APC time-wasting squabbles

All Progressives Congress (APC) leaders have set the party on a self-destructive course. At best, the party’s apparent U-turn from its initial progressive course is disappointing to its most ardent supporters. At worst, they predict without a second thought the party’s implosion into its four legacy constituents.

 

 

Whether its Board of Trustees (BoT) and National Working Committee (NWC) are aware of the gathering storm or not is irrelevant. The reality is that Nigerians elected the APC to give them good governance. And the party with the change mantra must hit the ground running at the speed of thought.

 

Nigerians are bogged down by insecurity induced by violent, armed militant groups nationwide, including Boko Haram insurgents, failure to rescue kidnapped 219 Chibok schoolgirls, unemployment, poverty, a paltry 3,800mw epileptic power supply, hardly quality schools at all levels, dilapidated infrastructure, among other man-made disasters bad leaders had imposed on the country.

 

Needless to say, no matter how well-intentioned and Herculean his capacity, President Muhammadu Buhari cannot alone solve a single problem. He needs the inputs of a harmonious National Assembly (NASS) for synergistic success.

^^^^^^^^

■ **Stated goal A**: List every problem that the APC editorial says Nigerians are bogged down by.
■ **Stated goal B**: According to the APC editorial, what did Nigerians elect the APC to give them?
■ **Stated goal C**: Pick up the APC editorial after its final sentence and carry it forward in the same voice.

■ **Given material**:
^^^^^^^^

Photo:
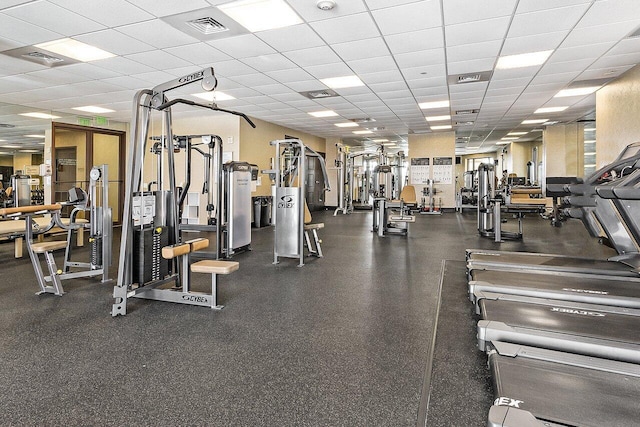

^^^^^^^^

■ **Response A**:
- Insecurity induced by violent, armed militant groups nationwide, including Boko Haram insurgents
- Failure to rescue the 219 kidnapped Chibok schoolgirls
- Unemployment
- Poverty
- A paltry 3,800mw epileptic power supply
- Hardly any quality schools at all levels
- Dilapidated infrastructure

■ **Response B**: Good governance.

■ **Response C**:
That is why it shocks and disgusts even APC supporters about the time-wasting bickering power tussle between the party leaders and its national legislators, some of whom turned dishonourable pugilists in the House of Representatives on Thursday, June 25.

 

The concatenation of muscle-flexing follies which gripped the party since June 6 would not befit illiterates. Since then, the APC, which was commendably smooth-flying on auto pilot and became a magnet attracting all and sundry, suddenly hit turbulence and its leaders totally lost control.

 

In retrospect, on June 6, the leaders invited its NASS-elect members to a meeting. At the venue, they told the lawmakers it was a mock election for the party’s endorsements for NASS leadership positions.

 

Before then, every interested lawmaker was canvassing privately for the prestigious and powerful Senate president and House speaker as well as their deputies’ posts.

 

Soon, the bifurcation emerged between the Like Minds and the Unity Forum groups of senators. Predictably, Senator Bukola Saraki and Rep. Yakubu Dogara emerged as Like Minds’ front runners vying with Senator Ahmad Lawan and Rep. Femi Gbajabiamila for Unity Forum.

 

Then came the credible, unconfirmed reports that Unity Forum’s pair were party leader Bola Tinubu’s favourites.

 

When the Like Minds suspected that their opponents were briefed before the June 6 mock elections, their protests began. When the party leaders overruled them, they walked out. The APC leaders felt triumphant like uninformed illiterates.

 

That was the faux pas. Intra-party conflicts are handled differently from inter-party ones. Democracy allows boycott as consent in inter-party dissent.

 

In the former, consensus is indispensable: Those trenchantly opposed to any proposal must be persuaded with the force of arguments till they are convinced to move to indifference state even if they still disagree; indifferent members must be moved to active supporters or stay put.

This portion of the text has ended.